[start of Entries]

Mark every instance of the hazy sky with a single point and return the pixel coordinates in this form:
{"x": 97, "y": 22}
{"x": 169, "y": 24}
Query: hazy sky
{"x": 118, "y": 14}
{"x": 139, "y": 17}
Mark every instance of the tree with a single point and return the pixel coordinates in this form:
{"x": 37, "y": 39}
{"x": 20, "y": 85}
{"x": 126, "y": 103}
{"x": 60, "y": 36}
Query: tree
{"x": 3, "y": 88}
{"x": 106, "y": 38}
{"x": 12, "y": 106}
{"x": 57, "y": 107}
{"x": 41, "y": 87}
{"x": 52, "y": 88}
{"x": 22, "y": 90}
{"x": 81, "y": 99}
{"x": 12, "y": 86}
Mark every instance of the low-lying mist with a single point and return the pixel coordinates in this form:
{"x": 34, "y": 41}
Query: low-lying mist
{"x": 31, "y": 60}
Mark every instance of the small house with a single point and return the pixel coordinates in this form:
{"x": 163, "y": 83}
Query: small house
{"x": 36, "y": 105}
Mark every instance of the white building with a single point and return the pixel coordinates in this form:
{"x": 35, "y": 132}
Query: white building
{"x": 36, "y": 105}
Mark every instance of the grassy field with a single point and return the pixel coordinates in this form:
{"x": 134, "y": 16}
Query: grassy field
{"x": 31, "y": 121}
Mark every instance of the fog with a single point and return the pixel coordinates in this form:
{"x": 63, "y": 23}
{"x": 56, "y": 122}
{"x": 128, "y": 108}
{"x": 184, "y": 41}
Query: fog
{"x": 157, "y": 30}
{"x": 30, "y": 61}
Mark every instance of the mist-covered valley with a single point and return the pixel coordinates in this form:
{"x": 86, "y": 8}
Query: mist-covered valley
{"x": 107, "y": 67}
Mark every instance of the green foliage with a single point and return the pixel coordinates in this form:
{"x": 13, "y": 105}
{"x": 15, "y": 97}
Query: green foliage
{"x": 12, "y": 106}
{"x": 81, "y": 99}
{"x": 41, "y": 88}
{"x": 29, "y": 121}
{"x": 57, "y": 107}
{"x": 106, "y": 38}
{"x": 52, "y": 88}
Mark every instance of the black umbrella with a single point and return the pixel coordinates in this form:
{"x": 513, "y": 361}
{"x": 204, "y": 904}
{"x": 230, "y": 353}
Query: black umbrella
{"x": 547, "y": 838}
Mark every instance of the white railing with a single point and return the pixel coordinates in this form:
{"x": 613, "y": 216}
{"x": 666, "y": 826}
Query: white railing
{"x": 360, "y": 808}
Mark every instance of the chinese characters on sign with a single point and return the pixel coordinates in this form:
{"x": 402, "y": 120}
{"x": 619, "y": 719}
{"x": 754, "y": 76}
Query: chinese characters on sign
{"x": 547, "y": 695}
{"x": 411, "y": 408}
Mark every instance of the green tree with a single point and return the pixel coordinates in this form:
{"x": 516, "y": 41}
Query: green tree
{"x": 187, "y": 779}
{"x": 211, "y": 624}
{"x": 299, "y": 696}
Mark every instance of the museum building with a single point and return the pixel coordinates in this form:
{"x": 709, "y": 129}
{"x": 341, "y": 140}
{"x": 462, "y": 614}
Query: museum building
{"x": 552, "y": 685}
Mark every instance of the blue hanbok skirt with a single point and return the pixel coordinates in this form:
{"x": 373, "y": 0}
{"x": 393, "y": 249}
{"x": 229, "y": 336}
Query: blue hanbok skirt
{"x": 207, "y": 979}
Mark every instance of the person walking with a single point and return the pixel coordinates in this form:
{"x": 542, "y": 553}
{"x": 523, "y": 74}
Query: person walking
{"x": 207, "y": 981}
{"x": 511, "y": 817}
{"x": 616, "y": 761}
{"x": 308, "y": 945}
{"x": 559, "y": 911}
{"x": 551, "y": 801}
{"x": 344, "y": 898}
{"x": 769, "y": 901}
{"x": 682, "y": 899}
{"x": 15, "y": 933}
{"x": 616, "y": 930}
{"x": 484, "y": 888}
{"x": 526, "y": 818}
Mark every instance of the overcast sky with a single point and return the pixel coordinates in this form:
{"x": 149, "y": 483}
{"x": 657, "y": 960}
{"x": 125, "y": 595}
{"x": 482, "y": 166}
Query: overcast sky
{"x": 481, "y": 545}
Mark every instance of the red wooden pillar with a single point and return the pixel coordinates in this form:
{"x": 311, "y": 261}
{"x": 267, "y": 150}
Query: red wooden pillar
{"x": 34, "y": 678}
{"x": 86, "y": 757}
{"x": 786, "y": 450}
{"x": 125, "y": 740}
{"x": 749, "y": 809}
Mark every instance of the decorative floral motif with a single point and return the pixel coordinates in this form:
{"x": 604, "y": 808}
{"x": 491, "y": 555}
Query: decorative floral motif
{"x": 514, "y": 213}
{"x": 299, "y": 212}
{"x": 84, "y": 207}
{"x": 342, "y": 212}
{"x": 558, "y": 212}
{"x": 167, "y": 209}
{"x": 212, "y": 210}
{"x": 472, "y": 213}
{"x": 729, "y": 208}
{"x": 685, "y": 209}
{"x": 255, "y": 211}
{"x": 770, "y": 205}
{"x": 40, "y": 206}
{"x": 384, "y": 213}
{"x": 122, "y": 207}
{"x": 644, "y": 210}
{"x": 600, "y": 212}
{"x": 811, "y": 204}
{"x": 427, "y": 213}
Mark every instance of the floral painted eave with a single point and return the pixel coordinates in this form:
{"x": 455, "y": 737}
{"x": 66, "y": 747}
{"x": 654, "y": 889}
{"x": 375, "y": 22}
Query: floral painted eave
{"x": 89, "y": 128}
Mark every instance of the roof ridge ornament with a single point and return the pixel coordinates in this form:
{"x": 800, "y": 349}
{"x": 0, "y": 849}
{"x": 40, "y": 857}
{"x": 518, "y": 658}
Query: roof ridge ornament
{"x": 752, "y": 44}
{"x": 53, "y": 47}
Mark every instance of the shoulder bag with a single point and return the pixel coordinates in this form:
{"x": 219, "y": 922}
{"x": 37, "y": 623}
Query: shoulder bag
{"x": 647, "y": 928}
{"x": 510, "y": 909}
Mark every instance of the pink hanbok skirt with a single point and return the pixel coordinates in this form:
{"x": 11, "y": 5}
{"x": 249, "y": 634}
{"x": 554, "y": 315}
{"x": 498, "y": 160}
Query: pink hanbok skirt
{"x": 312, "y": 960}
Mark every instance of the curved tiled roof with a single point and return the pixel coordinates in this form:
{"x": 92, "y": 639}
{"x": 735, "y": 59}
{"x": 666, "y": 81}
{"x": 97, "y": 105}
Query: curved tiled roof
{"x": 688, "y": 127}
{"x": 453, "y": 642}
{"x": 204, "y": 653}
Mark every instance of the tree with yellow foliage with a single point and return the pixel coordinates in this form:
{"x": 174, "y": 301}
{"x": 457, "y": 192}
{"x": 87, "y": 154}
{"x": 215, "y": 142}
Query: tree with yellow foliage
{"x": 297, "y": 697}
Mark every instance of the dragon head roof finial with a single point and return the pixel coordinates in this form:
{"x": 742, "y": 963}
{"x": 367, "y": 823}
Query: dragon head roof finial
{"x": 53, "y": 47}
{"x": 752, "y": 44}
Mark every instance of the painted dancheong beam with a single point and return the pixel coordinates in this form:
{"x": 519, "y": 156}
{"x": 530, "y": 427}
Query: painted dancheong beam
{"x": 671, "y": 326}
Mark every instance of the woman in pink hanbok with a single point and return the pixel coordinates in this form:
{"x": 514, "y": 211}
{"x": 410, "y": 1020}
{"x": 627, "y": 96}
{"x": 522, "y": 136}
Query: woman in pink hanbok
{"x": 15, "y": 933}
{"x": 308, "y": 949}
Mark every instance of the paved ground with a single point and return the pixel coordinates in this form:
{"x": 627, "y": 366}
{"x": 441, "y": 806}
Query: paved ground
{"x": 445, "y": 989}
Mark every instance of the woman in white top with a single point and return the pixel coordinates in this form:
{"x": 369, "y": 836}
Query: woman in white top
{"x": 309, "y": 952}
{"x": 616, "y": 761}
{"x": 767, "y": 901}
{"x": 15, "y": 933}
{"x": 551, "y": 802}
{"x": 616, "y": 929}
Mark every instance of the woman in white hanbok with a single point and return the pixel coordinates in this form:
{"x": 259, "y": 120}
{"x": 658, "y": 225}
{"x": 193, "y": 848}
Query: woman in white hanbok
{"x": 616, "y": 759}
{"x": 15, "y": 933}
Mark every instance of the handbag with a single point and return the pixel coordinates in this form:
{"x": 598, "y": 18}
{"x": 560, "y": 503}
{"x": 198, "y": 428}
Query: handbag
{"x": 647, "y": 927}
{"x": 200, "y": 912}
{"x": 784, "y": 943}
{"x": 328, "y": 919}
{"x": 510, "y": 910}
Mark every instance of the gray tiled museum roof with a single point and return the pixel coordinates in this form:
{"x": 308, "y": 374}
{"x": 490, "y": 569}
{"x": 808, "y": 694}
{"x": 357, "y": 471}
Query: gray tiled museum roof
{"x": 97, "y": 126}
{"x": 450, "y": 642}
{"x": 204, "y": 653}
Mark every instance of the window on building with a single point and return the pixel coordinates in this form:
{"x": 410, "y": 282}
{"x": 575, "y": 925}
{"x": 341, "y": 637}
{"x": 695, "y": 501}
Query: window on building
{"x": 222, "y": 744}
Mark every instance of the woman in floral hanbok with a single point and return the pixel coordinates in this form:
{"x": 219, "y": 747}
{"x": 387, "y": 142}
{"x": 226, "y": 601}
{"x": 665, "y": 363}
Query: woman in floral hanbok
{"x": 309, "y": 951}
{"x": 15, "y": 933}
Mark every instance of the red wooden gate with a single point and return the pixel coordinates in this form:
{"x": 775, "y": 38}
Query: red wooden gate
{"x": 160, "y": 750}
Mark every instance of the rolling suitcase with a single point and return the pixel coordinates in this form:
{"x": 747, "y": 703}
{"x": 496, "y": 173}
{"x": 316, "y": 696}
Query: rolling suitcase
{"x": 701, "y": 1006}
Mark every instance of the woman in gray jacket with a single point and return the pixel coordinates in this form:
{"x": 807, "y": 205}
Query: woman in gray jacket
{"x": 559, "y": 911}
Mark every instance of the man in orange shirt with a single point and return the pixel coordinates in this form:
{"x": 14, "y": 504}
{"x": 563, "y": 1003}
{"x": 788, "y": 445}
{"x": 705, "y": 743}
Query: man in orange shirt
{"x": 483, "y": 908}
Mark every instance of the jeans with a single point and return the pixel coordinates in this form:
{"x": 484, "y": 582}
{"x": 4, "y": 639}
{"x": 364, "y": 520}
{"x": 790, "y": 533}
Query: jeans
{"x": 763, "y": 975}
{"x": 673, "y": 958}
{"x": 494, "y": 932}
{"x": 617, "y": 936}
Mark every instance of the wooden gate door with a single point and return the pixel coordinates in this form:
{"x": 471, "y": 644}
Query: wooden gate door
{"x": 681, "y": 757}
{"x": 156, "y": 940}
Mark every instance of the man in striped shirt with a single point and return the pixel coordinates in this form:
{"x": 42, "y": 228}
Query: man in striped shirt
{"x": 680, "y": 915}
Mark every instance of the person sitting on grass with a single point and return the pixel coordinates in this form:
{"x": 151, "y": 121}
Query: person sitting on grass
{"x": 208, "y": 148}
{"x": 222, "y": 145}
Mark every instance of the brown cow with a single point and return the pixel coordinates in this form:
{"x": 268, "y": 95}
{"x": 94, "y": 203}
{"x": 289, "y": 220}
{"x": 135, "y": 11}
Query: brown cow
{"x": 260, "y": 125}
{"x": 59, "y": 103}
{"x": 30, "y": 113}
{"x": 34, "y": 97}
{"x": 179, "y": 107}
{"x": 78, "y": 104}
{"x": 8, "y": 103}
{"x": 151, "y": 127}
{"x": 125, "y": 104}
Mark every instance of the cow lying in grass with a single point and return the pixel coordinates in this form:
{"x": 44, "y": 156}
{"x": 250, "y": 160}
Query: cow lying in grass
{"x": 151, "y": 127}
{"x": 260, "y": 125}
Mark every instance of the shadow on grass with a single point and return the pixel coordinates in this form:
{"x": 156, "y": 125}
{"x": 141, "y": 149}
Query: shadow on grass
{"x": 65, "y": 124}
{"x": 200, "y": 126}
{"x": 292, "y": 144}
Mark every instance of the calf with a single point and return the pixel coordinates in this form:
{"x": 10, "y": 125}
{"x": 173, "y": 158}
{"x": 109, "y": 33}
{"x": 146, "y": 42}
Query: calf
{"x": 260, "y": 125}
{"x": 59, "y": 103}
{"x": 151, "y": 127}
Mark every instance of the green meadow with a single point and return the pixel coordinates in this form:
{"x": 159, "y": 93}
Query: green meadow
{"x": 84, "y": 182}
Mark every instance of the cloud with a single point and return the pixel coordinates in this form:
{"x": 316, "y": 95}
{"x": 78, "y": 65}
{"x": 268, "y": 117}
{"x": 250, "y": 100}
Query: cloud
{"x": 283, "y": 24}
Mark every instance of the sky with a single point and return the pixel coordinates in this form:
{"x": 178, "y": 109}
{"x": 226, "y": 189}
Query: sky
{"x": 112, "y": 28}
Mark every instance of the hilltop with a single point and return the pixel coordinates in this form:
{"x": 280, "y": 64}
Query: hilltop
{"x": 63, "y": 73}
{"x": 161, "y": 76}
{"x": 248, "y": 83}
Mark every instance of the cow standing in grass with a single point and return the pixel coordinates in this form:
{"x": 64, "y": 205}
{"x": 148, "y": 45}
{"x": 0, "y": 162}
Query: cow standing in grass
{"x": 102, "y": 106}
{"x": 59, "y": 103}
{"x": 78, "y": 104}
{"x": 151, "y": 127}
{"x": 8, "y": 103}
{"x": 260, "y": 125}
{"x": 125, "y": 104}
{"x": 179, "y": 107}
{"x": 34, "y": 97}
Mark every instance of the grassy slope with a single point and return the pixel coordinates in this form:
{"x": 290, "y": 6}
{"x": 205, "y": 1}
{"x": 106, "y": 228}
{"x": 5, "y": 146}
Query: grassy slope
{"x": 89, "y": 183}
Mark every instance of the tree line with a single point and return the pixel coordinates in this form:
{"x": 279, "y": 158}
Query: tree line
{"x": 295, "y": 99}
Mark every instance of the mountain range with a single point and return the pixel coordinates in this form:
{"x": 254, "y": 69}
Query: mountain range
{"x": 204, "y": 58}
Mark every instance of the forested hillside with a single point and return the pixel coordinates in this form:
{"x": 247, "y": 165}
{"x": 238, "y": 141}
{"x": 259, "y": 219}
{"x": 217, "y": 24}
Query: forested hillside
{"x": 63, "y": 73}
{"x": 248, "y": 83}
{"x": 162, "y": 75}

[end of Entries]

Instruction:
Quote exactly and only the lines from the one holding "Mark every instance of the tree line" through the end of the data.

Full solution:
Mark every instance of the tree line with a single point and return the pixel coordinates in this form:
{"x": 279, "y": 158}
Query: tree line
{"x": 295, "y": 99}
Mark every instance of the mountain range with a single point and return the pixel coordinates in this form:
{"x": 254, "y": 69}
Query: mountain range
{"x": 204, "y": 58}
Mark every instance of the forested hillside with a single point and return the pixel coordinates in this form:
{"x": 247, "y": 165}
{"x": 238, "y": 141}
{"x": 259, "y": 219}
{"x": 217, "y": 24}
Query: forested hillside
{"x": 63, "y": 73}
{"x": 248, "y": 83}
{"x": 162, "y": 75}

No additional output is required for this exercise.